**Job**
Copy out the records word for word, from the very beginning down through the line that contains "x=794 y=439".

(Lines of data)

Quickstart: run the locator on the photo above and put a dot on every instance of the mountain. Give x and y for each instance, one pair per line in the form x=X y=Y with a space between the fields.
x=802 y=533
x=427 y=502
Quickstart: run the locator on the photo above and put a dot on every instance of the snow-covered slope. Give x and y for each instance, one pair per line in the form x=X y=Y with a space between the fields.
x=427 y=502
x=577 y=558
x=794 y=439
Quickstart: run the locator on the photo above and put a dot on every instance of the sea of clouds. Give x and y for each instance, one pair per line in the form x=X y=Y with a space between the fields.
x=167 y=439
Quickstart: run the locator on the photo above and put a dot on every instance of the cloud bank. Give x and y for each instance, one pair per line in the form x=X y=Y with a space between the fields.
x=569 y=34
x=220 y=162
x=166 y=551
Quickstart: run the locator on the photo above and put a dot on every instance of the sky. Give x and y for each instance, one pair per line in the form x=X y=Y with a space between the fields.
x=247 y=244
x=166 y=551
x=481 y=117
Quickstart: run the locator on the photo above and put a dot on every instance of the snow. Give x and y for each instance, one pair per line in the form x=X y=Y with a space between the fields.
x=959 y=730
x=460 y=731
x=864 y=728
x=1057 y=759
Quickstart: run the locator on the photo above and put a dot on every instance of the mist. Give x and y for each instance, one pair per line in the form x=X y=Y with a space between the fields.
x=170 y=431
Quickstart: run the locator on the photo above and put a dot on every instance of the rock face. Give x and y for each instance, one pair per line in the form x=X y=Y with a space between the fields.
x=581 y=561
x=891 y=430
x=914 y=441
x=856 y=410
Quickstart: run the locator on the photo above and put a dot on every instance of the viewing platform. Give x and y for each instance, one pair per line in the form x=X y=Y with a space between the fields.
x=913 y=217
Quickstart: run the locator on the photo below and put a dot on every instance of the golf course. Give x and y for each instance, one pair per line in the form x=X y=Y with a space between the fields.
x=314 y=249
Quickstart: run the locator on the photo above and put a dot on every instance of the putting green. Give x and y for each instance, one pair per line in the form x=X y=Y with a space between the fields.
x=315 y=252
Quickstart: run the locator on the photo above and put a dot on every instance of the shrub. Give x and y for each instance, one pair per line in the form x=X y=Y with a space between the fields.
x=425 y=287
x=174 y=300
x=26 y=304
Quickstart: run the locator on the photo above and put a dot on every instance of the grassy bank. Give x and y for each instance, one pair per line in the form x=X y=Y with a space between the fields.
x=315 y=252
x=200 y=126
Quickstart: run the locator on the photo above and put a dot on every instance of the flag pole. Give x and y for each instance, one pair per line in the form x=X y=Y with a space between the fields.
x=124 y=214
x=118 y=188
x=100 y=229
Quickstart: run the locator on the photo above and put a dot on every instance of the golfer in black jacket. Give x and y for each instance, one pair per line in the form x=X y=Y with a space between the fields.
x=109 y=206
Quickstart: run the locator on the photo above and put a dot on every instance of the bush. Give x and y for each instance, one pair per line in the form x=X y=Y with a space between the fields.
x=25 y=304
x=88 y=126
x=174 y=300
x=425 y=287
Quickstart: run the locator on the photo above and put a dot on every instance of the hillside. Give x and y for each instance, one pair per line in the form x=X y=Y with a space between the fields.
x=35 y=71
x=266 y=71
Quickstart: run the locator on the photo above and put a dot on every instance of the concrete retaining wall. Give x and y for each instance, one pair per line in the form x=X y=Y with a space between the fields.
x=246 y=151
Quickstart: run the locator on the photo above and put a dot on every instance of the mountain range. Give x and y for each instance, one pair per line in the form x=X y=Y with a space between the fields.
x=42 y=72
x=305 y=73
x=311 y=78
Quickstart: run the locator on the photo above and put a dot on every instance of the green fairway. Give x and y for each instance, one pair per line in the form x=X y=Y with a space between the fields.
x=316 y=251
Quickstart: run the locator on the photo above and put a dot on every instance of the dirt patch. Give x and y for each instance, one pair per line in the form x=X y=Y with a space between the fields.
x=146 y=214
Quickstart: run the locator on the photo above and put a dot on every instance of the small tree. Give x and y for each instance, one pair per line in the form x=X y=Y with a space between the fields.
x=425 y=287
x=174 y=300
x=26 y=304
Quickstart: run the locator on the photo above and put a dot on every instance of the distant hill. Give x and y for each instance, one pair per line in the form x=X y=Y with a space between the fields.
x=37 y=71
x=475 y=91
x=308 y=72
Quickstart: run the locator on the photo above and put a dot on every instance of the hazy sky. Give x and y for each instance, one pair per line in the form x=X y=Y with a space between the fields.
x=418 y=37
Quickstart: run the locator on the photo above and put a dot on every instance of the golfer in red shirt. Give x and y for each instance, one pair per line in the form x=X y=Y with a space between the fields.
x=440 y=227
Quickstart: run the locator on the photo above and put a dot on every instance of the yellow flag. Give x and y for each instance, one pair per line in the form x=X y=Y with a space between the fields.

**Task result**
Quickstart: run the locator on the photo above and put a dot on every instance of the mountain. Give x and y for each instance, one pair per line in the form x=X y=Y with a space between the fields.
x=802 y=533
x=427 y=502
Quickstart: run the locator on the photo above and put a dot on every instance of the snow-covered slope. Give x and y for each instance, one pair per line in the form x=X y=Y with a space between the fields.
x=427 y=502
x=577 y=558
x=794 y=439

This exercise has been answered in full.